# SOURCE RECORDS

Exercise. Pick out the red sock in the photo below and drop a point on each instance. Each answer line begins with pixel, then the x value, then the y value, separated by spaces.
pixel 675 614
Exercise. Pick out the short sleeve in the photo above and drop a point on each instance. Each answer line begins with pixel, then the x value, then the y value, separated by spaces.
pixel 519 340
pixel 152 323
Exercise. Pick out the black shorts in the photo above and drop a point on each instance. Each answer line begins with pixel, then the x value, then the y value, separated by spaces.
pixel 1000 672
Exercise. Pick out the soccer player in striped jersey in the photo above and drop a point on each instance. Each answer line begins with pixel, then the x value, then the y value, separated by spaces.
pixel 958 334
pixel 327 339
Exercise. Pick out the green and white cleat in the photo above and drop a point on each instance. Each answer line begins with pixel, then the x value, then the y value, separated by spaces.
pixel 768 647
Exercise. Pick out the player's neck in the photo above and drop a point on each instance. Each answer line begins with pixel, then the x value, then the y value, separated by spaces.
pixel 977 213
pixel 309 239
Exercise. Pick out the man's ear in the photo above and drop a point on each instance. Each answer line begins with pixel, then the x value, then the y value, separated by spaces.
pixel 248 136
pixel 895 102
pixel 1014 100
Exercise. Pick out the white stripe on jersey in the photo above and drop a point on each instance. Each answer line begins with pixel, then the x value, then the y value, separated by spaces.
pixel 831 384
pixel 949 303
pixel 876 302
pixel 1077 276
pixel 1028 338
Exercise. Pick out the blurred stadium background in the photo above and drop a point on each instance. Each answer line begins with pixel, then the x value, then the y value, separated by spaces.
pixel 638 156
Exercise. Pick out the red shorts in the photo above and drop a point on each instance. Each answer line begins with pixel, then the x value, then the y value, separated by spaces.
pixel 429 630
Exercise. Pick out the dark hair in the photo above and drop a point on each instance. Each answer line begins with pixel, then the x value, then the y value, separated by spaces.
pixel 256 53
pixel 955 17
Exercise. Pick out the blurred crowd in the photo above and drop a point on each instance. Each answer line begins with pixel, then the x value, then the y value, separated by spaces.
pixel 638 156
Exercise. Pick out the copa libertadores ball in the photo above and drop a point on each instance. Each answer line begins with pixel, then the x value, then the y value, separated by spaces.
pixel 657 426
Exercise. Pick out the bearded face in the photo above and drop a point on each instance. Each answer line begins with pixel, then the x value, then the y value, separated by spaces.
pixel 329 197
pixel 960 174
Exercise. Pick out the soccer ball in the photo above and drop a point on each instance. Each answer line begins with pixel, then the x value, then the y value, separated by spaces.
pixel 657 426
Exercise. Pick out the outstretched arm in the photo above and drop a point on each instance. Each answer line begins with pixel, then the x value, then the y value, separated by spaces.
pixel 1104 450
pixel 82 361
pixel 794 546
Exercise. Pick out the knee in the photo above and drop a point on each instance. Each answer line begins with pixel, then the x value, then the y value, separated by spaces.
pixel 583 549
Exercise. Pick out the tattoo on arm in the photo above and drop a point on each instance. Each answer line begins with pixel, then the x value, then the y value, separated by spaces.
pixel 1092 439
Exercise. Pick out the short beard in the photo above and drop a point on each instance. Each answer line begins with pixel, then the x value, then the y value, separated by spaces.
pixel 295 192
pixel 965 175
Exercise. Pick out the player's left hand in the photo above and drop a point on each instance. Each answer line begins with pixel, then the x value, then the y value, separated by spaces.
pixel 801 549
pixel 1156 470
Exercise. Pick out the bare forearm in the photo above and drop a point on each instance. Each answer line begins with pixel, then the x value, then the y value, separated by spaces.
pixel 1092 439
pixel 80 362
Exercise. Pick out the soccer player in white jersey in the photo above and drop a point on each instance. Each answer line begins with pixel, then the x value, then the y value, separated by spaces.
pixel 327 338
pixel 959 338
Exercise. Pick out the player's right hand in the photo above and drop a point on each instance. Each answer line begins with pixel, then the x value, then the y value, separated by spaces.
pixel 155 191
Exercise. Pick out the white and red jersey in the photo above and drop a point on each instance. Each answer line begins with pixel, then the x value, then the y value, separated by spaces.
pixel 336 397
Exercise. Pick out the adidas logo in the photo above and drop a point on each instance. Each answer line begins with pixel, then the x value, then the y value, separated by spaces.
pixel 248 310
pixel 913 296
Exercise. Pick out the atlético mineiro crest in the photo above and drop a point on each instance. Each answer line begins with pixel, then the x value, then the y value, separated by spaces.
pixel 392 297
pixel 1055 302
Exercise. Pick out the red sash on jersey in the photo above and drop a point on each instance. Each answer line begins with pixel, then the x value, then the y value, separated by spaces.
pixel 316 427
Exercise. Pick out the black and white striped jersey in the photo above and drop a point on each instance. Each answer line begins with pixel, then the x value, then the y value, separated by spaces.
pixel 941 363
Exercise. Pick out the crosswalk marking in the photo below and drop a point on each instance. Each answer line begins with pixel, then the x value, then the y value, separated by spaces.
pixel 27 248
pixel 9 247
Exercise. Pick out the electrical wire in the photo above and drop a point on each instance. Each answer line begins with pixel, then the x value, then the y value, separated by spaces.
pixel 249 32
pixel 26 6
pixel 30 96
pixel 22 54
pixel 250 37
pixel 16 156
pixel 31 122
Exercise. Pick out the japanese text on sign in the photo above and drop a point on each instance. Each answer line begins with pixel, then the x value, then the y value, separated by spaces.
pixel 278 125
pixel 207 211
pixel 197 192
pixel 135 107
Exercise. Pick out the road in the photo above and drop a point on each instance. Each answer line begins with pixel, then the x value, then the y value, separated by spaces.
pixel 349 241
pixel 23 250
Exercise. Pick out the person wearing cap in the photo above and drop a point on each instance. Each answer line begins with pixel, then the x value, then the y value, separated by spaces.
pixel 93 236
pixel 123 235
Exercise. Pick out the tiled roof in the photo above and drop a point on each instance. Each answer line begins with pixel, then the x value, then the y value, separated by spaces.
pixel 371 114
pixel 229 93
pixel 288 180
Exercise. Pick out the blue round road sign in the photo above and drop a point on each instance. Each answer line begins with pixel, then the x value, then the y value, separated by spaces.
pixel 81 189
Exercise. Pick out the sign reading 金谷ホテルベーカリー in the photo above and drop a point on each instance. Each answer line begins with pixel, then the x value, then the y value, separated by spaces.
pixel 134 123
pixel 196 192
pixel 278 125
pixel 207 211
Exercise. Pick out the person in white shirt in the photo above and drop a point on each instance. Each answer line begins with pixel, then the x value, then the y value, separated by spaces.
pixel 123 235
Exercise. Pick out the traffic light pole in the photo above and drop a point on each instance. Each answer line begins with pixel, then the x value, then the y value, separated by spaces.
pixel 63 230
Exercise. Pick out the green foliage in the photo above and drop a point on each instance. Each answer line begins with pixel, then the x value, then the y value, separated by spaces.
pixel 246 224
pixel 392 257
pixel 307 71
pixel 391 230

# REQUIRED ACTION
In full and word for word, output the material.

# PROBLEM SOLUTION
Exercise. Pick out the red sock in the photo below and drop a point on each instance. Each answer line begins with pixel, then the x value, then the y value, separated by spaces.
pixel 675 614
Exercise. Pick out the short sleeve in the photo above and drop a point on each instance. Each answer line begins with pixel, then the x value, then the y value, separated by spaces.
pixel 519 340
pixel 152 323
Exercise. Pick out the black shorts in the photo above and drop a point on each instance. Each answer line begins with pixel, then the x value, then the y value, separated by spaces.
pixel 1000 672
Exercise. Pick out the soccer player in striped jersey in the photo above and drop a point on each instance. Each answer line begins with pixel, then the x value, then the y value, separated by spaces.
pixel 958 334
pixel 327 339
Exercise. Pick out the green and white cleat in the photo above and drop a point on each instance. Each answer line begins with pixel, then the x value, then the y value, separated by spaces.
pixel 768 647
Exercise. Pick out the player's neck in the photo above and drop a point on each instance. Each answer line begins with pixel, then the x value, then the y value, separated by spaces.
pixel 977 213
pixel 309 239
Exercise. Pick out the man's ear in the photo above and drop a point on each instance. Each answer line begins with pixel, then the x value, then the y value, separated by spaces.
pixel 248 136
pixel 895 102
pixel 1014 100
Exercise. Pick out the white stripe on jersey in the photo above and drop a point on each instance. Each answer line begins with pixel, then the x value, then the y value, separated by spaces.
pixel 831 384
pixel 949 303
pixel 876 302
pixel 1077 276
pixel 1028 338
Exercise. Pick out the blurred stadium background in the photo above and drop a point on each instance. Each answer line begins with pixel, then the x value, then the y value, separated by spaces.
pixel 638 156
Exercise. Pick out the red shorts in the photo above and drop a point on each instance. Each answer line begins with pixel, then the x value, then the y value, separated by spaces.
pixel 429 630
Exercise. Pick out the dark hair in the photo above and drop a point on each instance. Each answer line begins with pixel, then the x value, then the y value, separated by spaces.
pixel 256 53
pixel 955 17
Exercise. Pick out the blurred crowd in the photo above and drop a point on each instance. Each answer line begins with pixel, then the x value, then the y value, separated by spaces.
pixel 638 156
Exercise. Pick out the copa libertadores ball in the photo above and drop a point on each instance. Each answer line begins with pixel, then the x value, then the y value, separated by spaces.
pixel 657 426
Exercise. Pick out the bearded face in the photo above and drop a point on each instance. Each answer line begins with pixel, then the x value, then the y value, separated by spaces.
pixel 329 197
pixel 960 174
Exercise. Pick out the soccer ball in the photo above and drop a point on each instance. Each answer line begins with pixel, then the x value, then the y value, separated by spaces.
pixel 657 426
Exercise. Pick out the outstretched arm in the photo above and drop a point on each instance. Each answer line begins with pixel, then the x value, then the y value, separated by spaces.
pixel 1104 450
pixel 82 361
pixel 794 546
Exercise. Pick out the knee in the photo above and drop a point on each instance. Each answer line begins with pixel, then the x value, then the y value, separated by spaces.
pixel 583 549
Exercise. Pick out the tattoo on arm in the photo above and drop a point on each instance. Each answer line begins with pixel, then the x value, then the y value, separated by spaces.
pixel 1092 439
Exercise. Pick out the short beard in the photo above and drop a point on each instance. Each answer line begins with pixel, then the x value, then the y value, separated by spaces.
pixel 295 192
pixel 965 175
Exercise. Pick out the player's left hand in the photo above and drop a point on each instance. Each answer line begins with pixel, then the x value, then the y value, separated by spaces.
pixel 801 549
pixel 1156 470
Exercise. Pick out the bare forearm in the photo above and drop a point on each instance. Each answer line begins with pixel, then the x value, then the y value, separated by spaces.
pixel 1092 439
pixel 80 362
Exercise. Pick out the soccer player in white jersey in the photo above and drop a point on each instance. Each answer line begins with pixel, then the x value, then the y value, separated by spaces.
pixel 327 338
pixel 959 338
Exercise. Pick out the player's right hand in the photo above and drop a point on each instance. Each answer line begins with pixel, then the x value, then the y value, separated by spaces.
pixel 155 191
Exercise. Pick out the white and red jersey in the photo above and drop a point on each instance. Each answer line begins with pixel, then the x value, then the y value, separated by spaces.
pixel 336 397
Exercise. Pick out the adidas logo in the photo above and drop a point on each instance. Each answer line begins with pixel, then the x value, then the y value, separated by spaces.
pixel 248 310
pixel 913 296
Exercise. Pick out the atlético mineiro crest in the photo above and drop a point on each instance. Each answer line begins with pixel, then the x value, then the y value, separated by spaces.
pixel 392 297
pixel 1055 302
Exercise. Pick out the red sash on jersey in the photo above and drop a point on each instance. Each answer line begins with pixel, then the x value, then the y value, separated by spaces.
pixel 316 427
Exercise. Pick out the black and white striped jersey in the photo above and drop a point on each instance. Each answer line begins with pixel, then the x value, then the y value, separated by spaces.
pixel 941 363
Exercise. Pick out the crosswalk marking in the photo below and drop a point on each instance. Each answer line begins with pixel, then the x value, then the y value, separated by spaces.
pixel 27 248
pixel 9 247
Exercise. Pick out the electrical wire in the photo above and drop a point on each instance. Each answer line begins with pixel, then the x value, then the y value, separated by spaces.
pixel 249 32
pixel 26 6
pixel 30 96
pixel 22 54
pixel 250 37
pixel 16 156
pixel 31 122
Exercise. Pick out the japanese text on sign in the photo above and drop a point on each instance. Each answer line begins with pixel, then the x value, then the y value, separated by spaces.
pixel 278 125
pixel 207 211
pixel 197 192
pixel 135 107
Exercise. Pick out the road in the photo above and drop a point on each instance. Each answer line begins with pixel, then the x value, then the y value, separated by spaces.
pixel 349 241
pixel 23 250
Exercise. Pick out the person wearing cap in the photo above and drop a point on each instance. Each answer line begins with pixel, then the x value, then the y value, separated by spaces.
pixel 93 236
pixel 123 235
Exercise. Pick out the tiled roof in the photo above and drop a point on each instance. Each answer line begins with pixel, then the x value, then the y value, separated by spaces.
pixel 371 114
pixel 229 93
pixel 288 180
Exercise. Pick out the blue round road sign in the photo above and drop a point on each instance. Each answer line begins with pixel, then the x value, then the y value, separated by spaces.
pixel 81 189
Exercise. Pick out the sign reading 金谷ホテルベーカリー in the photo above and drop a point on each instance. Each answer line begins with pixel, then the x value, then the y value, separated by spaces.
pixel 134 123
pixel 196 192
pixel 278 125
pixel 207 211
Exercise. Pick out the person in white shirt in the photo above and drop a point on each instance. Each answer line begins with pixel, then the x value, then the y value, separated by spaces.
pixel 123 235
Exercise. Pick out the traffic light pole in the photo above and drop a point on each instance. Each answer line begins with pixel, then the x value, then the y value, separated by spaces.
pixel 63 230
Exercise. Pick out the green foliage in the photo above and drop a point on each instance. Each answer line begins with pixel, then the x value, then the y value, separated by spaces.
pixel 246 224
pixel 392 257
pixel 307 71
pixel 391 230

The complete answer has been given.